### Directions for this task
Return every record verbatim, omitting all pictures.

### Extracted records
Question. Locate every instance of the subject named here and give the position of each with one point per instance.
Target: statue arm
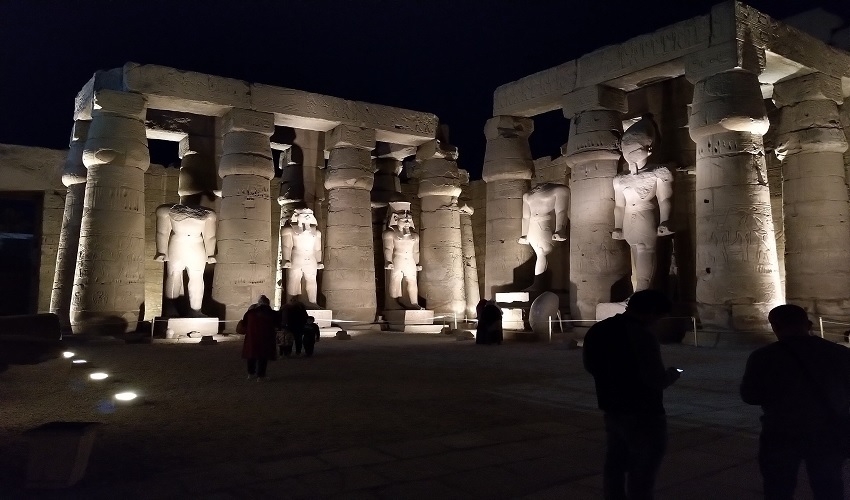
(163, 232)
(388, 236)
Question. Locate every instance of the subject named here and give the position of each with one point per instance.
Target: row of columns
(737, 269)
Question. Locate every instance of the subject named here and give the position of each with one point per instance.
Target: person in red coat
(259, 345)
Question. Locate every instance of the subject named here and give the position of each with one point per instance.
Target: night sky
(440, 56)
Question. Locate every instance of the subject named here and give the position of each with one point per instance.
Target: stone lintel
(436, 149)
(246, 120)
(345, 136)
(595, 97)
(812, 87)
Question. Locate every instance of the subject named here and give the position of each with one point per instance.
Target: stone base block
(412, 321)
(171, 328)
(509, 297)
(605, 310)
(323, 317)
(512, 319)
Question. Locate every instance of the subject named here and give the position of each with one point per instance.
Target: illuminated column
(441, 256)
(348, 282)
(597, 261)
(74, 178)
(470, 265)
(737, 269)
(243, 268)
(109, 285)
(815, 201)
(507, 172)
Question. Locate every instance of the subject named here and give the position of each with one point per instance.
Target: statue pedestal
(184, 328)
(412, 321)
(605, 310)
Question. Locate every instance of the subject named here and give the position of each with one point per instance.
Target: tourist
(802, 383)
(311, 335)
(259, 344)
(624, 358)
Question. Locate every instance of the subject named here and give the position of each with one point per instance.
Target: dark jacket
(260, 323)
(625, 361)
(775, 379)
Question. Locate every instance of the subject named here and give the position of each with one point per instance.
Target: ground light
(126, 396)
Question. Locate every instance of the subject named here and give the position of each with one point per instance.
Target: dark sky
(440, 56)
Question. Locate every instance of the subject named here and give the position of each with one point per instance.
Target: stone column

### Answer space
Question. Locate every instance of the subject named here and give the position of each with one point per instance.
Target: statue arm
(163, 232)
(388, 236)
Question. Locate every instance of the subject named here and give the position of each with one point per instance.
Target: row of columns
(737, 269)
Question. Locate every instance of the subject named here and give the position of each with one point per instance.
Target: person in red coat
(259, 345)
Question. Locate every instance of the subject named here and give the position of each with one point per instance.
Target: night sky
(440, 56)
Question. Locate every instance of the subject named here and give the position of each with one point per instance.
Target: stone lintel
(436, 149)
(246, 120)
(345, 136)
(595, 97)
(812, 87)
Question. Locate every instance of the subject named here and give the position of each with one point per instance.
Target: stone base block
(412, 321)
(171, 328)
(509, 297)
(605, 310)
(323, 317)
(512, 319)
Question. Locate every instance of the subject named here and give the position of each with one point per instance.
Target: illuminated column
(441, 256)
(348, 282)
(597, 261)
(74, 178)
(470, 265)
(737, 269)
(243, 268)
(109, 285)
(815, 201)
(507, 172)
Question. Locate every instance of the subject named here and give the position of each with one point per instance.
Target: statue pedestal
(184, 328)
(412, 321)
(605, 310)
Question. Locate every instance of the subject named here and give the position of each with one point per instance.
Target: tourist
(802, 383)
(311, 335)
(259, 344)
(624, 358)
Question. Locate every instance of the subject named here and give the position of each with one point per instance.
Target: dark jacket
(260, 323)
(625, 361)
(775, 379)
Question. Locate every instance of the subject named here and give the position of each with one point per instance.
Target: ground light
(126, 396)
Question. Locate every instance of the subject named here and give the position of each with one point per instance.
Target: dark sky
(440, 56)
Question. Locate every instance of the subject named here and give the position of each with one point per instance.
Target: stone column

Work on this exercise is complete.